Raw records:
════

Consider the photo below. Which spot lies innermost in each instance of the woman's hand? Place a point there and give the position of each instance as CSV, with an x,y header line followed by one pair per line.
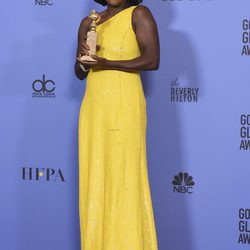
x,y
100,62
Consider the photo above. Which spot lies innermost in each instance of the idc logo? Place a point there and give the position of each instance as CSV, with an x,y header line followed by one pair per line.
x,y
43,88
43,2
42,174
183,183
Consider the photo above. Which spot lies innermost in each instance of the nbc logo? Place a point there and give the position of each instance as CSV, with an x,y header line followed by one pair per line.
x,y
183,183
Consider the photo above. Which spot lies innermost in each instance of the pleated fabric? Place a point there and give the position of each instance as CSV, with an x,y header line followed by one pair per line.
x,y
115,206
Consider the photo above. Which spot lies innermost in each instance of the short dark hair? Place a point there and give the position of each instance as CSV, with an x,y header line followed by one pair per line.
x,y
131,2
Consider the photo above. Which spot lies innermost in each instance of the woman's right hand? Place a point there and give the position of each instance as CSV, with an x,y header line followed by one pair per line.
x,y
84,48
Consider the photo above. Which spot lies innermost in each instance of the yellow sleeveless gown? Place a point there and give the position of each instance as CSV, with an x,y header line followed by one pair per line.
x,y
115,205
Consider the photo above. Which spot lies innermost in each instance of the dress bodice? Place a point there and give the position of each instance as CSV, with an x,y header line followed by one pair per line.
x,y
117,38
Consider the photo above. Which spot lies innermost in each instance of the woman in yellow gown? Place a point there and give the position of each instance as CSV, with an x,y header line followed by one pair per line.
x,y
115,204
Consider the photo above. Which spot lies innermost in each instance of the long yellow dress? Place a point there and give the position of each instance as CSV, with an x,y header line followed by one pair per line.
x,y
115,205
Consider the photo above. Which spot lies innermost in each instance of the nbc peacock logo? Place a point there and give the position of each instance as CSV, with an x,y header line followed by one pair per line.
x,y
183,183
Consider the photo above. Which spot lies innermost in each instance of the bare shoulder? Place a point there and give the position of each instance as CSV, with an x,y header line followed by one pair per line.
x,y
141,12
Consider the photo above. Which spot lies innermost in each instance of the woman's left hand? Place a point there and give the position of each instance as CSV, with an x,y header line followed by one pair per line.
x,y
100,62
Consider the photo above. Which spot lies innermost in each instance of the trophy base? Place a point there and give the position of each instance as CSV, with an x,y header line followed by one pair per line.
x,y
88,58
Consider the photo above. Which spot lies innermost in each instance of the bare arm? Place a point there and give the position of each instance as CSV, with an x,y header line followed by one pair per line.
x,y
147,37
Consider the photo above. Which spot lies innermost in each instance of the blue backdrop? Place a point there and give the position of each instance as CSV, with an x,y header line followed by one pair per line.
x,y
198,133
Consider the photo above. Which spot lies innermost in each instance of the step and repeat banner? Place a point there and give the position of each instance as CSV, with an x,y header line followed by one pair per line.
x,y
198,130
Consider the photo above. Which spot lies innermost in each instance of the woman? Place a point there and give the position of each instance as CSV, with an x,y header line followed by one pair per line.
x,y
115,204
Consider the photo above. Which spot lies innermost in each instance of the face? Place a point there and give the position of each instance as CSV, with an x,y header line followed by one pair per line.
x,y
116,2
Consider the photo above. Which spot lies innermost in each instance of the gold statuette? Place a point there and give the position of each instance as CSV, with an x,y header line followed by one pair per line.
x,y
92,36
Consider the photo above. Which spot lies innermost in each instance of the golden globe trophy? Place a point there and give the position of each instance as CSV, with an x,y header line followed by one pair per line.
x,y
92,36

════

To be done
Repeat each record exactly as shown above, dropping all images.

Reply
Consider the photo below. Which spot lies innermost in each instance of the woman's hand? Place a point there and give the position of each instance as CSV, with an x,y header line followed by one pair per line.
x,y
100,62
Consider the photo above. Which spot lies innermost in each instance of the idc logo? Place a point there and give the position of each instance as CSV, with an x,y header line followed by one pair per line.
x,y
43,88
43,2
42,174
183,183
Consider the photo above. Which spot lies innermost in each instance of the nbc logo? Place a point there and give the position of each instance as CSV, with an x,y header line followed by one pair per line.
x,y
183,183
Consider the photo above. Which spot lies innermost in each instance of the pleated fabric? Place a point there and give the position of each instance as CSV, with an x,y header line followed by one pair per line.
x,y
115,206
Consider the photo above. Which spot lies innermost in each instance of the short dark hair? Place a point there and give the position of each instance as CSV, with an x,y header line followed by one pair per line.
x,y
131,2
Consider the photo above. Which spot lies innermost in each instance of the woman's right hand? Place a point there and give the position of each instance as CSV, with an x,y header line followed by one pair per line.
x,y
84,48
Consider the photo above. Which spot lies innermost in each instance of the yellow sleeveless gown? Place a point there and give the position of each instance as CSV, with an x,y header line followed by one pair per line.
x,y
115,205
Consider the photo above. Which spot lies innermost in each instance of the dress bodice? Place a point there and give the position of each instance as CSV, with an x,y header line followed by one pair per line.
x,y
117,38
Consider the photo above. Which spot lies innermost in each instance of the woman in yellow gown? Place a point there and give the position of each instance as CSV, with an x,y header line followed by one pair per line.
x,y
115,204
Consider the photo above. Which spot lies innermost in each instance of the long yellow dress? Place a point there and give the position of each instance as CSV, with an x,y header line followed by one pair per line.
x,y
115,205
Consider the photo above. Which spot lies innermost in each instance of the nbc peacock logo? Place a point there and give the position of each instance as CSV, with an x,y header line followed by one pair per line.
x,y
183,183
Consider the photo above. Which spot lies innermost in each instance of the bare shoulder? Place a point there and give the position of each instance as CSV, with an x,y header line followed by one pair per line.
x,y
141,12
Consider the photo above. Which spot lies innermost in each instance of the woman's left hand? Place a point there and give the position of each instance as CSV, with an x,y header line followed by one pair per line.
x,y
100,62
Consider the photo above. Which spot lies innermost in each instance of the trophy base? Place a point there and give the position of each instance as CSV, with an x,y header line followed by one pair per line.
x,y
88,58
Consider the photo above. Which spot lies innermost in each instance of the bare arm? Place a point there and give the position of each instance as CSV, with an x,y header line followed by one pair per line.
x,y
147,37
Consider the photo above. Which spot lies innermost in each instance of the blue backdrop? Place a point there and give the position of each instance as CSV, with an x,y header line followed by one pair per line.
x,y
198,133
Consider the photo above. Which spot lies innermost in each instance of the step and repeat banner? Place a point there and give the position of each instance as CSV, with an x,y header line followed by one pair per line.
x,y
198,130
Consider the photo above. Which spot lies innermost in each instance of the woman? Place a point there and give the position of each instance as CSV, with an x,y header line followed by one pair per line.
x,y
115,204
Consider the photo above. Which spot lies innermost in each instance of the face? Place a point there and give the position of each instance as CSV, with an x,y header line followed by one pair per line.
x,y
116,2
Consider the photo above. Which spot lies innermost in each instance of the gold statuette? Place a point there and give the position of each instance as CSV, with an x,y header line followed by one pair per line.
x,y
92,36
Consider the photo above. Which spot lies innermost in each instance of the golden globe trophy? Place a point there and give the position of each instance as CSV, with an x,y header line followed by one pair per line.
x,y
92,36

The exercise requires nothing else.